Location identification items
— start —

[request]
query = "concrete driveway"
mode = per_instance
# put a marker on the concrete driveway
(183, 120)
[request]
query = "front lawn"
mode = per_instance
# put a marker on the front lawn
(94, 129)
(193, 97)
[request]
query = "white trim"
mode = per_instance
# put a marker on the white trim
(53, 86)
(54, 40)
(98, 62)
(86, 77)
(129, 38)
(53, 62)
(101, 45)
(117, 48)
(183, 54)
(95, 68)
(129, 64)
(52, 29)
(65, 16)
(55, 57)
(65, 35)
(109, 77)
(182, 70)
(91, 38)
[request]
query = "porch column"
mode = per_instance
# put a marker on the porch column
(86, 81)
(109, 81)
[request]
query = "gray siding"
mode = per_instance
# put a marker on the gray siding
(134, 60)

— end —
— start —

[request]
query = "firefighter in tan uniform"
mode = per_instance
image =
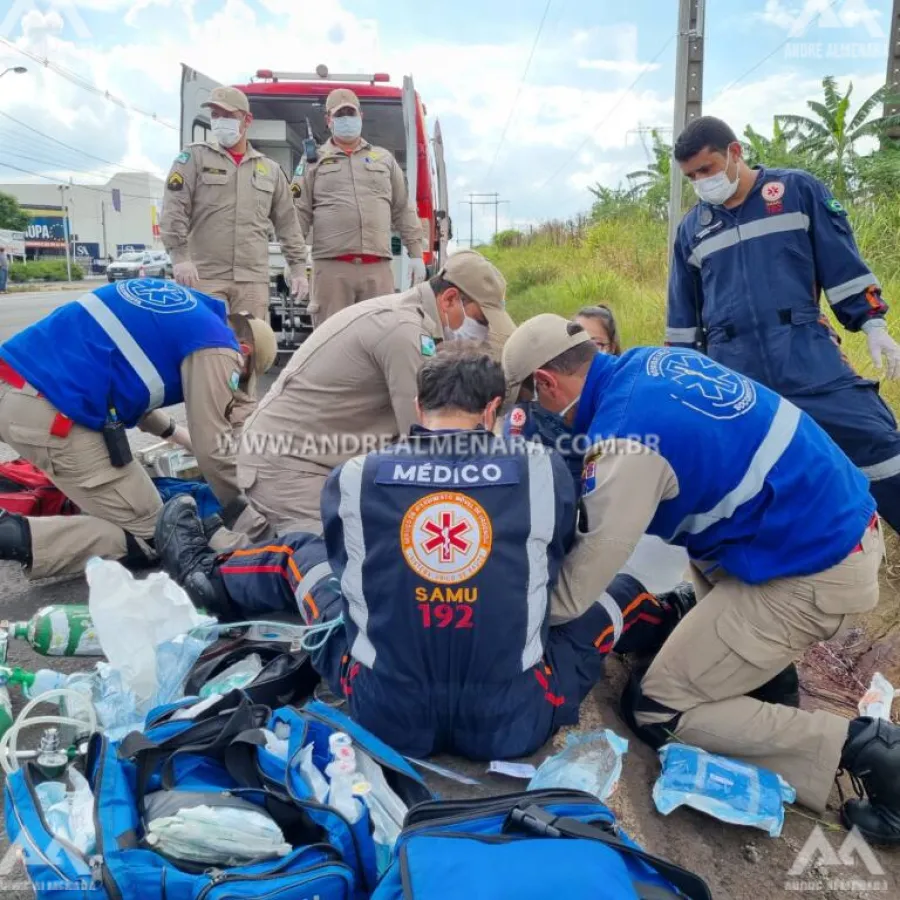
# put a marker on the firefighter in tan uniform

— end —

--- YOUR GOAL ---
Find every line in the items above that contains the word "lawn", and copy each of those lines.

--- TASK SOLUTION ---
query = "front lawn"
# put a marker on the front lawn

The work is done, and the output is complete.